Convert every line of the listing below into a JSON list of strings, one string per line, and leave out blank lines.

**Recorded data:**
++++++++++
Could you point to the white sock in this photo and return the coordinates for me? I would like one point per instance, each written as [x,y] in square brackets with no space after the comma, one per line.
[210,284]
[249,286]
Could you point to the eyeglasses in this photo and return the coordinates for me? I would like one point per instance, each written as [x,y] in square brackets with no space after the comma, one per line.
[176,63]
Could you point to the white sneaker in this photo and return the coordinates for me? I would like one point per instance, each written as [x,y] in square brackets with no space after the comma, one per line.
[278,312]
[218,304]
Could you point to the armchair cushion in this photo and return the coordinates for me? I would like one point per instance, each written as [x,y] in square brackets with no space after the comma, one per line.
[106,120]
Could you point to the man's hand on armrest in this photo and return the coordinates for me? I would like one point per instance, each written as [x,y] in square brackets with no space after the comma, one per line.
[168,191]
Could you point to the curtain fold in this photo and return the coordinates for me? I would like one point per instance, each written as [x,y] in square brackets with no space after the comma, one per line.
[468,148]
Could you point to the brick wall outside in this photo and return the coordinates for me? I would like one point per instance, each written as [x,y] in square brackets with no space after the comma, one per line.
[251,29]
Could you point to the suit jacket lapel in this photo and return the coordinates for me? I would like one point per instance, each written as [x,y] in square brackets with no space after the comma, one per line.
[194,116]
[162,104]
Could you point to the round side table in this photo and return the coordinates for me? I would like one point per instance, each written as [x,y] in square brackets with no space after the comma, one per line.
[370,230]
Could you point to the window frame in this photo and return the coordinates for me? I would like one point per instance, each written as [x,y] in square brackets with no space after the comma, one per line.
++++++++++
**Result of this task:**
[
  "Could you point to the white sock in this photo and return the coordinates for me? I would like one point per instance, each written as [x,y] in square brackets with no space after the comma, one per line.",
  "[210,284]",
  "[249,286]",
  "Could you point to the eyeglasses in this photo and return the coordinates for me? I would like one point per instance, each written as [x,y] in square brackets with no space after the comma, one per line.",
  "[176,63]",
  "Could you point to the white sneaker in this photo and return the coordinates for me? I would like one point per instance, each written as [x,y] in square brackets with no space after the comma, one per line.",
  "[278,312]",
  "[218,304]",
  "Could you point to the armchair cushion in this photo and return the coordinates for me? I would like one point per instance, each written as [x,y] in square brackets with no space after the comma, one per line.",
  "[106,120]",
  "Could you point to the man's hand on armrest in this photo and return the coordinates for me? I would like one point per instance, each written as [x,y] in square brackets with no space after the comma, one per line.",
  "[168,191]",
  "Could you point to the curtain fold in this photo and return the coordinates for me? I would like one point per instance, each written as [x,y] in square brackets with no space after the comma, one per line.",
  "[468,148]",
  "Could you point to the brick wall outside in this photo and return the coordinates for me? I would like one point per instance, each written as [x,y] in square brackets with no space after the comma, one per line.",
  "[251,29]",
  "Could you point to the suit jacket lapel in this photo and return the coordinates for me? I would like one point per instance, each written as [x,y] in square brackets with no space after the comma, one per line.",
  "[194,116]",
  "[162,104]",
  "Could you point to the round side table in this photo and return the coordinates for me? I would like one point per instance, each written as [x,y] in square brackets with no space after the comma, one per line.",
  "[370,230]",
  "Could you point to the window frame in this photo and return the coordinates for me? I would like one point per instance, each written as [x,y] in square brackets with no space after the comma, one per line."
]